▶ [DATA]
- Opening Delimiter -

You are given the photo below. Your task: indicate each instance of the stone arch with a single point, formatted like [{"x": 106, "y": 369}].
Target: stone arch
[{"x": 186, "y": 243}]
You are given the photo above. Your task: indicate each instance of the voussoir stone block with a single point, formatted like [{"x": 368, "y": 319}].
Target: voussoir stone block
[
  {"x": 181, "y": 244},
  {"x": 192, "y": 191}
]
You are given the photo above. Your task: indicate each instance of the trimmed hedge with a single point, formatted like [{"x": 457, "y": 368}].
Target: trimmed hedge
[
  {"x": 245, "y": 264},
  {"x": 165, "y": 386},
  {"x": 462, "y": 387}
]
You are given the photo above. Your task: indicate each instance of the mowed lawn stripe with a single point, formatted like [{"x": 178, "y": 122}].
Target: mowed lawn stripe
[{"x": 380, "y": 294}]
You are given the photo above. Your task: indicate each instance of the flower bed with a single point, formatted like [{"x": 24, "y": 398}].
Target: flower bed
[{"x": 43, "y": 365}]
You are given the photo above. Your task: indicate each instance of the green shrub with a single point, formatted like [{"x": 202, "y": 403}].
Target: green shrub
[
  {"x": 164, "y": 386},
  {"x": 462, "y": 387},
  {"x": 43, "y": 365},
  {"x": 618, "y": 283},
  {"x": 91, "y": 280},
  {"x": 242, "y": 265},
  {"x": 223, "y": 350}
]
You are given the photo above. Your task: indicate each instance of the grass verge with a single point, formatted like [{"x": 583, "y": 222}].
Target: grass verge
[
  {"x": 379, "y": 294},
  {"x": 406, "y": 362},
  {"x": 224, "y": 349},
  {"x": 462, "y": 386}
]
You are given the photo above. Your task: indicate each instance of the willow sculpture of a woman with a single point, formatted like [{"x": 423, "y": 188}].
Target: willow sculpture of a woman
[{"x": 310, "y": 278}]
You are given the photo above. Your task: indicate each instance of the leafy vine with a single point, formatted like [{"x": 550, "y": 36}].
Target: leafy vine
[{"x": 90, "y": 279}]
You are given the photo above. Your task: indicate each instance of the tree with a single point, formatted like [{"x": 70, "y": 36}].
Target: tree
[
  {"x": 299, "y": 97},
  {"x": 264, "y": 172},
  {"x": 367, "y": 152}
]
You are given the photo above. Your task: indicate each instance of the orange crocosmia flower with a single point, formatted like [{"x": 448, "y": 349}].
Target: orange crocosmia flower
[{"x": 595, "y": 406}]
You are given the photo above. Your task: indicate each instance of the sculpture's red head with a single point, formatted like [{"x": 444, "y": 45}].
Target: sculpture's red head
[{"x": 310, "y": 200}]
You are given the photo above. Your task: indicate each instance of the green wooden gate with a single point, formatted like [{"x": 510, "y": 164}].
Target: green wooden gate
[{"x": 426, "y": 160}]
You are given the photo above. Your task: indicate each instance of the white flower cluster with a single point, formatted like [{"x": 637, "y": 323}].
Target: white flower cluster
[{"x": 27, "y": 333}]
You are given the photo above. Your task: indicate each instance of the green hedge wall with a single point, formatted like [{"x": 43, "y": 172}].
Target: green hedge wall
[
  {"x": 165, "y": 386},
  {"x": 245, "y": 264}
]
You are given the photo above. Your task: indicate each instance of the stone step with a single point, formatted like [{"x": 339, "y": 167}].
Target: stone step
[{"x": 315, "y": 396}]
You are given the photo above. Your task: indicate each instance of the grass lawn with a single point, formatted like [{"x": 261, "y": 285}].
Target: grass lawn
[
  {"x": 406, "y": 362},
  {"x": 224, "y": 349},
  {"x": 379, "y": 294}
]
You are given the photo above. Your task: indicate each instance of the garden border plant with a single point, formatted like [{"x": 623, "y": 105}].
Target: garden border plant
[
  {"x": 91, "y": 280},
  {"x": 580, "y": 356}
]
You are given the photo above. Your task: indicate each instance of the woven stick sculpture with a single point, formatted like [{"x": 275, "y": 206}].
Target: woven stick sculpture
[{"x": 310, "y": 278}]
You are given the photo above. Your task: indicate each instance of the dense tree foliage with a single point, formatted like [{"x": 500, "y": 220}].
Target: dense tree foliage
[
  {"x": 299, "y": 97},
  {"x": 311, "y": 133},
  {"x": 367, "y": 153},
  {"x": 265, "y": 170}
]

- Closing Delimiter -

▶ [PROBLEM] In your answer, include only the lines above starting at the line that holds "Target: trimmed hedge" and ending at the line that holds "the green shrub", copied exactly.

▶ [WORKED SOLUTION]
Target: trimmed hedge
[
  {"x": 245, "y": 264},
  {"x": 165, "y": 386},
  {"x": 462, "y": 387}
]
You are given the photo above. Your task: indicate each instance of the mowed lawn stripe with a single point, formatted like [{"x": 178, "y": 122}].
Target: mowed lawn stripe
[{"x": 380, "y": 294}]
You are given the photo above. Your task: indicate each instance of the flower bed with a single point, formatted like [{"x": 24, "y": 398}].
Target: flower bed
[{"x": 43, "y": 365}]
You are given the photo above. Your task: indicate each instance of the green shrub with a single point, formatted like [{"x": 202, "y": 403}].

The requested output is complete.